> _Work instruction_:
Return the full set of entries exactly. Omit none.

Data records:
◇ ◇ ◇
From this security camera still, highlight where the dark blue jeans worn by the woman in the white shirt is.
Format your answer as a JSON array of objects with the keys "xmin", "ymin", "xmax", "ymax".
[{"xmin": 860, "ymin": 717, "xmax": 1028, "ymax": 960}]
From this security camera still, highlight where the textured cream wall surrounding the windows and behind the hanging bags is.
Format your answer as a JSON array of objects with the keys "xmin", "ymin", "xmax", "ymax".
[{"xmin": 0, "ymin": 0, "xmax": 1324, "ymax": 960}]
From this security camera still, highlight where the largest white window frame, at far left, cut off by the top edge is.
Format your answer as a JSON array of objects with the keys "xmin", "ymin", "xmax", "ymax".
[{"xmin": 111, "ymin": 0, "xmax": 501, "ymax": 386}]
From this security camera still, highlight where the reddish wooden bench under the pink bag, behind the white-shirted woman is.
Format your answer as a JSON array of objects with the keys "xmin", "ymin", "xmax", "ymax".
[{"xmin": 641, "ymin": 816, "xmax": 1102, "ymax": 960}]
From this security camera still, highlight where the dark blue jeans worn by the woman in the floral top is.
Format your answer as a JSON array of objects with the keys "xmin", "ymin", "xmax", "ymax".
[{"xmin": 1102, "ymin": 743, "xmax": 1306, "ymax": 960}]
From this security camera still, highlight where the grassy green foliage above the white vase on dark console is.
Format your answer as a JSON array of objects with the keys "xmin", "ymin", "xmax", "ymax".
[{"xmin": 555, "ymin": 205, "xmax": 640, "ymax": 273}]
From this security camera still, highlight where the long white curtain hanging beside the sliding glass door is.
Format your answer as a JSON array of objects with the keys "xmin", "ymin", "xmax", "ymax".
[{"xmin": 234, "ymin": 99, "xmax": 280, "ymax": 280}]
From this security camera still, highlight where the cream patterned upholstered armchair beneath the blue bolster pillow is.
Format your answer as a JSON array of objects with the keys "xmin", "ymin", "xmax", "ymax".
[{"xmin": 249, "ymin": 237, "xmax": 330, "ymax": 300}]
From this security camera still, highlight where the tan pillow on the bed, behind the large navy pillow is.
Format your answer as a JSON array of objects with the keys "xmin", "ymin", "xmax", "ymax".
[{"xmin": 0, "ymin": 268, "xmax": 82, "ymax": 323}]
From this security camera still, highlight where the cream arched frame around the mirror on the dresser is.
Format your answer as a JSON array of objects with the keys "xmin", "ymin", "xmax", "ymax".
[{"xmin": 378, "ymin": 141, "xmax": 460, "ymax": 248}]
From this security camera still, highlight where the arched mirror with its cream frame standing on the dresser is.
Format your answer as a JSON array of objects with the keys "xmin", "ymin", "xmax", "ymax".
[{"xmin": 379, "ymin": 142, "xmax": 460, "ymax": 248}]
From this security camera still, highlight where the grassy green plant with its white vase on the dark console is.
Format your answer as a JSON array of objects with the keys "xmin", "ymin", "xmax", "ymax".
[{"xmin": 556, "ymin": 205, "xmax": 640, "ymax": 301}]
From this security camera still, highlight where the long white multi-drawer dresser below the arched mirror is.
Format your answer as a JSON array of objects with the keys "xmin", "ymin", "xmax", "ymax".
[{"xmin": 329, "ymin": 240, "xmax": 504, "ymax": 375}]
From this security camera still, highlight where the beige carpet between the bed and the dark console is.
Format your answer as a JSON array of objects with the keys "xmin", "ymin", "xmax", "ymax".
◇ ◇ ◇
> _Answer section_:
From this security camera still, highlight where the dark blue jeans worn by the woman in the white shirt is.
Format your answer as a JSON array of objects with the keys "xmin", "ymin", "xmax", "ymax".
[{"xmin": 860, "ymin": 717, "xmax": 1028, "ymax": 960}]
From this security camera still, highlight where the textured cream wall surrounding the windows and behind the hanging bags is.
Format your answer as a JSON array of objects with the keys "xmin", "ymin", "xmax", "ymax".
[{"xmin": 0, "ymin": 0, "xmax": 1324, "ymax": 960}]
From this security camera still, highlight where the largest white window frame, at far left, cut off by the top edge is.
Format your answer as a JSON array of objects with the keys "xmin", "ymin", "xmax", "ymax".
[{"xmin": 111, "ymin": 0, "xmax": 501, "ymax": 386}]
From this security camera still, highlight where the reddish wooden bench under the pink bag, behind the white-shirted woman is.
Format your answer as a JSON array of objects with the keys "xmin", "ymin", "xmax", "ymax".
[{"xmin": 641, "ymin": 816, "xmax": 1102, "ymax": 960}]
From this security camera still, highlight where the dark blue jeans worn by the woman in the floral top is.
Format your answer as a JSON array of objects with the keys "xmin", "ymin", "xmax", "ymax".
[{"xmin": 1102, "ymin": 743, "xmax": 1306, "ymax": 960}]
From this security camera still, highlight where the grassy green foliage above the white vase on dark console is.
Format your answer as a JSON array of objects with the keys "xmin", "ymin", "xmax", "ymax".
[{"xmin": 555, "ymin": 205, "xmax": 640, "ymax": 273}]
From this security camera still, highlight where the long white curtain hanging beside the sliding glass door is.
Format your answer as a JSON array of objects with the keys "xmin", "ymin", "xmax", "ymax".
[{"xmin": 234, "ymin": 99, "xmax": 280, "ymax": 280}]
From this security camera still, highlight where the cream patterned upholstered armchair beneath the blue bolster pillow is.
Format your answer as a JSON array of objects with the keys "xmin", "ymin", "xmax", "ymax".
[{"xmin": 249, "ymin": 237, "xmax": 330, "ymax": 300}]
From this security camera still, highlight where the tan pillow on the bed, behind the large navy pillow is.
Format your answer as a JSON array of objects with the keys "xmin", "ymin", "xmax", "ymax".
[{"xmin": 0, "ymin": 268, "xmax": 82, "ymax": 323}]
From this security camera still, highlight where the cream arched frame around the mirror on the dresser is.
Format your answer as a JSON array of objects with the keys "xmin", "ymin", "xmax", "ymax".
[{"xmin": 378, "ymin": 141, "xmax": 460, "ymax": 248}]
From this security camera still, highlight where the arched mirror with its cream frame standing on the dresser is.
Format your answer as a JSON array of objects with the keys "xmin", "ymin", "xmax", "ymax".
[{"xmin": 379, "ymin": 142, "xmax": 460, "ymax": 248}]
From this security camera still, highlight where the grassy green plant with its white vase on the dark console is.
Format your answer as a JSON array of objects with the keys "xmin", "ymin", "xmax", "ymax".
[{"xmin": 556, "ymin": 205, "xmax": 640, "ymax": 301}]
From this security camera still, highlight where the long white multi-drawer dresser below the arched mirror is.
Format your answer as a JSON array of objects with the keys "xmin", "ymin", "xmax", "ymax".
[{"xmin": 329, "ymin": 240, "xmax": 504, "ymax": 375}]
From this security camera still, highlight where the beige carpet between the bed and the dark console is.
Format your answer as a JSON array of objects with the keys "xmin", "ymin", "xmax", "ymax".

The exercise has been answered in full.